== Supplied records ==

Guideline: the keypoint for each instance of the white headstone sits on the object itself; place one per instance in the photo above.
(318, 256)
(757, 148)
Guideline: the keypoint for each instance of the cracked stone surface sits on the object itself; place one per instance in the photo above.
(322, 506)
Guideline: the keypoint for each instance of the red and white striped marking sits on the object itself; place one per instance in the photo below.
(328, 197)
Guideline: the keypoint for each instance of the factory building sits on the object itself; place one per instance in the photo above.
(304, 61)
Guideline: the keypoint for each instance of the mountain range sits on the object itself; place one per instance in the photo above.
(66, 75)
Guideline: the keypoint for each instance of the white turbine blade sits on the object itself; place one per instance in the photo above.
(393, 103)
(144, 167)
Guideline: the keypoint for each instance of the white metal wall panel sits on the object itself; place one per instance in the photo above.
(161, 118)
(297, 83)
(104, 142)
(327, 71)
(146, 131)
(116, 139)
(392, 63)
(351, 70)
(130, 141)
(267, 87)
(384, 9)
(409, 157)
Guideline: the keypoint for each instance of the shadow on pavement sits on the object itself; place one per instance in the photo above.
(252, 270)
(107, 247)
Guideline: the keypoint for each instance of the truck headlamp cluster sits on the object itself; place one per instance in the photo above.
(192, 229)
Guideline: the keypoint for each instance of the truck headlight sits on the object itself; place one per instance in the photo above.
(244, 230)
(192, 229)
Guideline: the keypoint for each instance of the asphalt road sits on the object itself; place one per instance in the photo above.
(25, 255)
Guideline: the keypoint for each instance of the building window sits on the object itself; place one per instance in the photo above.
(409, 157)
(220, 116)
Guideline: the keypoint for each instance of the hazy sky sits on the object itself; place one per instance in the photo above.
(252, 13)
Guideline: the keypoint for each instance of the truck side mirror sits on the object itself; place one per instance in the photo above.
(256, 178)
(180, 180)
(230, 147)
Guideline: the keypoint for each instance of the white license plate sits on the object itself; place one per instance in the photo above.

===

### The task
Please give an exact copy of every entry.

### Answer to this task
Guideline: the keypoint for each instance of the white headstone sits on the object itself; place one per instance in the photo above.
(318, 256)
(757, 148)
Guideline: the keypoint for each instance of the cracked stone surface sits on the object itself; place one per instance in the photo above.
(322, 506)
Guideline: the keypoint for each instance of the red and white striped marking sits on the object itself; place one per instance in the photo below.
(328, 197)
Guideline: the keypoint for each instance of the factory building sits on the object itself; place one per instance in the photo above.
(304, 61)
Guideline: the keypoint for each instance of the mountain range sits on the object itself; place one per instance in the photo above.
(66, 75)
Guideline: the keypoint for each instance of the white turbine blade sits on the object itself; place one per instance in the photo above.
(393, 103)
(144, 167)
Guideline: the keypoint for each instance of the white metal wall panel sits on the object itself; place one per instance in the photo above.
(161, 118)
(297, 83)
(104, 142)
(327, 71)
(146, 131)
(116, 139)
(392, 63)
(351, 70)
(130, 141)
(267, 87)
(384, 9)
(409, 157)
Guideline: the keypoint for each instance of the shadow on pavement sits on the object itself; place one per instance in the photo above.
(252, 270)
(107, 247)
Guideline: the keypoint for each instance of the truck headlamp cluster sits on the object itself; place one per instance in the photo above.
(192, 229)
Guideline: the keypoint for each instance of the truck headlight sits on the object itself; place one per instance in the photo above.
(244, 230)
(192, 229)
Guideline: the keypoint for each instance of the asphalt road sits on the object itself; place one per instance in the photo above.
(25, 255)
Guideline: the keypoint for each instance of the building window sits on the object itself; place one per instance in the photo above.
(409, 157)
(220, 116)
Guideline: the keypoint for each instance of the hazy sky sits on the object itself; place one per instance in the photo above.
(252, 13)
Guideline: the keypoint for each instance of the truck side mirror sits on the object itself; place one per instance in the photo above.
(256, 178)
(180, 180)
(230, 147)
Guideline: the keypoint for each instance of the white license plate sits on the object itself; place one per instance in the photo above.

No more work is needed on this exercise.